Written problem – Can you recast the items below as a numbered list, leaving out blank lines and omitting the pictures?

Dataset –
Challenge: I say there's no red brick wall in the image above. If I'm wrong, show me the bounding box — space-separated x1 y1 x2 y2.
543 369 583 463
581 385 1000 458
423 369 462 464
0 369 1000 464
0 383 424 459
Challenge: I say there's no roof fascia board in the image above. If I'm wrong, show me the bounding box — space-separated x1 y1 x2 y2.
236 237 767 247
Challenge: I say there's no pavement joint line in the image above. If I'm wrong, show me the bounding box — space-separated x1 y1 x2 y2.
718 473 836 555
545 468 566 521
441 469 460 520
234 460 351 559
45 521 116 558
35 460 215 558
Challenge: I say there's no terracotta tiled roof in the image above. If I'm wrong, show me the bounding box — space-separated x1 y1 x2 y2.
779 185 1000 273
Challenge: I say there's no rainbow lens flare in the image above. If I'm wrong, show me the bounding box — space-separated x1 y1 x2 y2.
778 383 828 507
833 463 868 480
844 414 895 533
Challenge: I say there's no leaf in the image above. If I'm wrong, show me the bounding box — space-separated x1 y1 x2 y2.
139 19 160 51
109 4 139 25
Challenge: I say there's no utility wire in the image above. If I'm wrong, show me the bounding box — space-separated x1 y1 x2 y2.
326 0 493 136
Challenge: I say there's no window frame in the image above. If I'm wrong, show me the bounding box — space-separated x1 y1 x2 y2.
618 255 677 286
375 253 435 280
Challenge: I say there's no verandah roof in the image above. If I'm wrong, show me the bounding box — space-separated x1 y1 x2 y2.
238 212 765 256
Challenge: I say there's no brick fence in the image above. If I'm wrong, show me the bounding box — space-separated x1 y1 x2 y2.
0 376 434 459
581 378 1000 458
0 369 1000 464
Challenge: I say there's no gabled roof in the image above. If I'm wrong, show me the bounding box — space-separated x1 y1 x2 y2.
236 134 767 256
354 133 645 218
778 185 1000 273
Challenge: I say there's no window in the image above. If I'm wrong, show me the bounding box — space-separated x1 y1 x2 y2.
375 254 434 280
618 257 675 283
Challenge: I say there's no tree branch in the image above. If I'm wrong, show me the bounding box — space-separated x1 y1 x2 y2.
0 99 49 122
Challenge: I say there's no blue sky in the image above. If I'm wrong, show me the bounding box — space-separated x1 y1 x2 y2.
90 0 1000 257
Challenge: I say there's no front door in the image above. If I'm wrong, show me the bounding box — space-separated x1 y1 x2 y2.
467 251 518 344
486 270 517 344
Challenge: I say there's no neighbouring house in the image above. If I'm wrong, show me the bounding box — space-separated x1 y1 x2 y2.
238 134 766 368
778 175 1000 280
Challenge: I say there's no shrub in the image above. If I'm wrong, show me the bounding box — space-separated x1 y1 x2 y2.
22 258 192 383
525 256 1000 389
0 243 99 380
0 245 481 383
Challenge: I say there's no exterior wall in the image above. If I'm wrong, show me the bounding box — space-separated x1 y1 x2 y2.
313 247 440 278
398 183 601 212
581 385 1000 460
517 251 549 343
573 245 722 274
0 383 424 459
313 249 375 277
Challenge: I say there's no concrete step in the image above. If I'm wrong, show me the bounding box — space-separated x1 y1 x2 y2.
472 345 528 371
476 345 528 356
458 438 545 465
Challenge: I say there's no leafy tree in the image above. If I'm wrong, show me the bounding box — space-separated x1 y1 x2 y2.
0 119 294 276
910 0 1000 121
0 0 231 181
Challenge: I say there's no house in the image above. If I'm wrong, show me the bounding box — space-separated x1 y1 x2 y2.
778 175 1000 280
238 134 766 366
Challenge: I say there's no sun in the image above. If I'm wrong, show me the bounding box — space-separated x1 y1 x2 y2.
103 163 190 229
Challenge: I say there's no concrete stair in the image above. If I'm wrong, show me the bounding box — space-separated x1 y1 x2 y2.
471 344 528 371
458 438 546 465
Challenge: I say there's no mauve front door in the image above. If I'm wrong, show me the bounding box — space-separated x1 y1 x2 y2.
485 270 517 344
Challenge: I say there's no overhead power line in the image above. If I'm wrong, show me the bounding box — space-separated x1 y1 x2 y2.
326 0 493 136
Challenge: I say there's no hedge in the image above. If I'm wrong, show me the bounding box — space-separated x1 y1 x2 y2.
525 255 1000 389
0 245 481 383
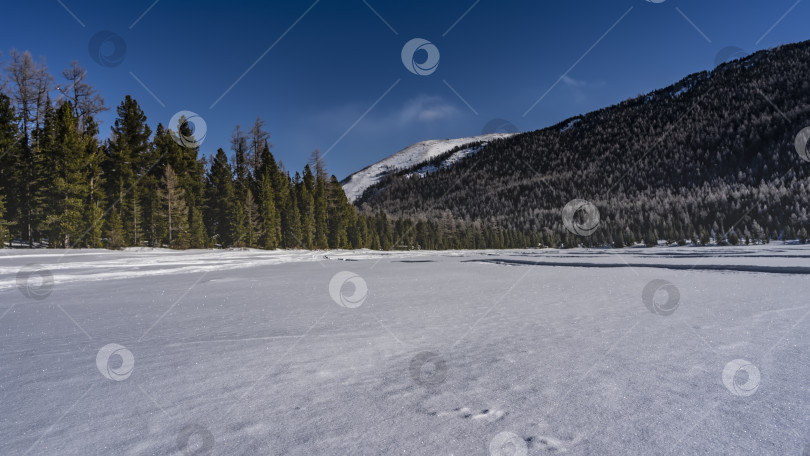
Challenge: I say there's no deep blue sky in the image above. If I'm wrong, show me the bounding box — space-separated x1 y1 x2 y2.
0 0 810 178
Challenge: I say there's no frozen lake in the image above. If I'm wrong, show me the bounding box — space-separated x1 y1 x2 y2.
0 248 810 455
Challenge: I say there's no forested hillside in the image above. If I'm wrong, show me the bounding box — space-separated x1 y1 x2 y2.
356 42 810 246
0 51 531 249
0 39 810 249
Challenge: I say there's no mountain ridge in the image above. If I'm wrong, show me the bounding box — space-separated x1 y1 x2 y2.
354 41 810 244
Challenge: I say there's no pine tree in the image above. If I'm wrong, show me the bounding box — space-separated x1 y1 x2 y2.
45 102 89 248
313 175 329 249
104 95 155 245
0 93 17 248
204 149 235 246
160 165 189 248
259 173 281 249
244 188 262 247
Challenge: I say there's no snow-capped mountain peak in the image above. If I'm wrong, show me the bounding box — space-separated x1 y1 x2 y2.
342 133 514 202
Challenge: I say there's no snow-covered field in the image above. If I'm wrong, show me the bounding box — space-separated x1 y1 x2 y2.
0 244 810 455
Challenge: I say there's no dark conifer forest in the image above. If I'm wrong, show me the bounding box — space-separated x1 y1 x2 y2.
0 42 810 249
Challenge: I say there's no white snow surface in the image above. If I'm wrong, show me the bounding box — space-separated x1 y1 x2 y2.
0 244 810 455
343 133 514 202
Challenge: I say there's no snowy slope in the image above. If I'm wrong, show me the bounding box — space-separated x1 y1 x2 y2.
343 133 513 202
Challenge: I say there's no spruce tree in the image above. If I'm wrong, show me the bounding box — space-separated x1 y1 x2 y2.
160 165 189 248
104 95 155 245
205 149 234 247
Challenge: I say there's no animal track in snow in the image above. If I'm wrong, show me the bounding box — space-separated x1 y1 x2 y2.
436 407 506 423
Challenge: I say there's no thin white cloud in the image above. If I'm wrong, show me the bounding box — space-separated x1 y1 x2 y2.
315 95 461 133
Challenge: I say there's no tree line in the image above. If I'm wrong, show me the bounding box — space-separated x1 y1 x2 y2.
0 51 533 249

Finished answer –
1. Challenge: I say there's no red brick wall in the image above. If I'm wrong, show me the bounding box — space-separated x1 y1 x2 y2.
2. 543 369 583 463
3. 581 385 1000 458
4. 423 369 462 464
5. 0 369 1000 464
6. 0 383 424 459
7. Challenge: I say there's no roof fascia board in the image above. If I'm wrong, show me the bounding box — space-separated x1 y1 x2 y2.
8. 236 237 767 247
9. Challenge: I say there's no pavement joint line in the image above. If I'm wrong, show me the bounding box — space-separated x1 y1 x2 y2.
10. 718 473 836 555
11. 545 468 566 521
12. 441 469 460 520
13. 234 460 351 559
14. 45 521 116 558
15. 35 460 215 558
16. Challenge: I say there's no terracotta tiled roof in the image above. If I'm wrong, show me the bounding box — space-separated x1 y1 x2 y2.
17. 779 185 1000 273
18. Challenge: I say there's no rainbow lens flare in the image above. If I'm wrong, show me the bounding box — space-separated x1 y1 x2 y2.
19. 778 383 828 507
20. 833 463 868 480
21. 844 414 895 533
22. Challenge: I say there's no leaf in the image above. If I'm wrong, show me the bounding box — space-separated x1 y1 x2 y2.
23. 139 19 160 51
24. 109 4 139 25
25. Challenge: I say there's no utility wire in the image above. If I'm wrong, show me the bounding box — space-separated x1 y1 x2 y2.
26. 326 0 493 136
27. Challenge: I say there's no window frame in the image above. If I'm wrong, show me the bounding box — space-separated x1 y1 x2 y2.
28. 618 255 677 286
29. 375 253 435 280
30. Challenge: I say there's no verandah roof in the image above. If I'm wrong, show me the bounding box — space-separated x1 y1 x2 y2.
31. 238 212 765 256
32. Challenge: I say there's no brick fence in the image above. If I'm wrong, show me the bounding box — space-separated x1 y1 x2 y2.
33. 0 376 434 459
34. 581 378 1000 458
35. 0 369 1000 464
36. Challenge: I say there's no gabled roof in the image above. If I'm wrong, show me the bounding box — space-separated x1 y1 x2 y2.
37. 236 134 767 256
38. 354 133 645 218
39. 778 185 1000 273
40. Challenge: I say there's no window in the image above. If I'm wrong, show me the bounding box — space-separated x1 y1 x2 y2.
41. 375 254 434 280
42. 618 257 675 283
43. Challenge: I say there's no tree branch in the image above. If I'm wrong, show me the bounding box — space-separated x1 y1 x2 y2.
44. 0 99 49 122
45. Challenge: I say there's no blue sky in the image above. If I'm wrong, show me the bounding box — space-separated x1 y1 x2 y2.
46. 90 0 1000 257
47. Challenge: I say there's no front door in the image above. If I'm wrong, show me the bounding box — space-separated x1 y1 x2 y2.
48. 467 251 518 344
49. 486 270 517 344
50. Challenge: I say there's no neighbouring house in the image above. If I'm wrong, show me the bounding box — space-separated x1 y1 x2 y2.
51. 238 134 766 368
52. 778 175 1000 280
53. Challenge: I say there's no shrub in the image above. If I'm wrong, show me the bounding box — space-separated x1 y1 x2 y2.
54. 22 258 192 383
55. 525 256 1000 389
56. 0 243 99 380
57. 0 245 481 383
58. Challenge: I say there's no exterior wall in the image above. If I'm wrong, show me the bounding box — space-separated x1 y1 x2 y2.
59. 313 247 440 278
60. 398 183 601 212
61. 581 385 1000 460
62. 517 251 549 343
63. 573 245 722 274
64. 0 383 424 459
65. 313 249 375 277
66. Challenge: I say there's no concrete step in the image above. If I'm wrong, show me the bounding box — space-separated x1 y1 x2 y2.
67. 472 345 528 371
68. 476 345 528 356
69. 458 438 545 465
70. Challenge: I say there's no leafy tree in the image above. If I'm wrong, show me the bounding box — space-separated x1 y1 x2 y2.
71. 0 119 294 276
72. 910 0 1000 121
73. 0 0 231 181
74. Challenge: I say there's no house in the image above. If I'm wrong, show me the bounding box — space-separated x1 y1 x2 y2.
75. 778 175 1000 280
76. 238 134 766 366
77. Challenge: I say there's no sun in the image above. If I'm wrong, show me the bounding box — space-separated x1 y1 x2 y2.
78. 103 163 190 229
79. Challenge: I say there's no concrete stair in the image above. If I'm wrong, show me the bounding box — space-separated x1 y1 x2 y2.
80. 471 344 528 371
81. 458 438 546 465
82. Challenge: I say there's no mauve front door in the image above. If I'm wrong, show me the bounding box — space-separated x1 y1 x2 y2.
83. 485 270 517 344
84. Challenge: I say there's no overhead power line in the image above. If I'm wrong, show me the bounding box — space-separated x1 y1 x2 y2.
85. 326 0 493 136
86. Challenge: I say there's no hedge in the image above. If I'm wrong, show me the bounding box — space-separated x1 y1 x2 y2.
87. 525 255 1000 389
88. 0 245 481 383
89. Challenge: I say there's no deep blue sky in the image above. If I'm wrong, show me the bounding box — space-separated x1 y1 x2 y2.
90. 0 0 810 178
91. Challenge: I say there's no frozen lake in the image above. If I'm wrong, show me the bounding box — space-separated x1 y1 x2 y2.
92. 0 248 810 455
93. Challenge: I say there's no forested hillside in the image above. If I'm wrong, show me the bounding box — space-separated x1 y1 x2 y2.
94. 356 42 810 246
95. 0 51 531 249
96. 0 39 810 249
97. Challenge: I say there's no mountain ridge in the image above. If I'm wrong, show me the bounding box — space-separated x1 y1 x2 y2.
98. 354 41 810 244
99. Challenge: I say there's no pine tree in the image above. If I'm wrong, show me the bounding box — space-separated x1 y1 x2 y2.
100. 45 102 89 248
101. 313 175 329 249
102. 104 95 155 245
103. 0 93 17 248
104. 204 149 235 246
105. 160 165 189 248
106. 259 173 281 249
107. 244 188 262 247
108. Challenge: I say there's no snow-capped mountain peak in the image above. If I'm wrong, show me the bounding box — space-separated x1 y1 x2 y2.
109. 342 133 514 202
110. Challenge: I say there's no snow-covered field in the image above. If I'm wrong, show me the bounding box — space-separated x1 y1 x2 y2.
111. 0 244 810 455
112. Challenge: I say there's no dark conifer forest in the image above. If I'm wrong, show me the bounding box — space-separated x1 y1 x2 y2.
113. 0 42 810 249
114. Challenge: I say there's no white snow surface in the image above. If I'm wrong, show me the bounding box — space-separated x1 y1 x2 y2.
115. 0 244 810 455
116. 343 133 514 202
117. Challenge: I say there's no snowy slope in the image above. If I'm wrong, show me the bounding box — space-separated x1 y1 x2 y2.
118. 343 133 513 202
119. Challenge: I say there's no spruce tree in the image above. If I'm wrong, show me the bounding box — space-separated x1 y1 x2 y2.
120. 160 165 189 248
121. 104 95 155 245
122. 205 149 234 247
123. Challenge: I say there's no animal track in snow in the image above. If I'm wrong, show me the bounding box — space-separated x1 y1 x2 y2.
124. 436 407 506 423
125. Challenge: I say there's no thin white cloud in the image above. If I'm wrong, show me the bounding box — space-separated x1 y1 x2 y2.
126. 315 95 461 133
127. Challenge: I say there's no tree line in the image above. If I'm wrong, show me the bounding box — space-separated x1 y1 x2 y2.
128. 0 51 533 249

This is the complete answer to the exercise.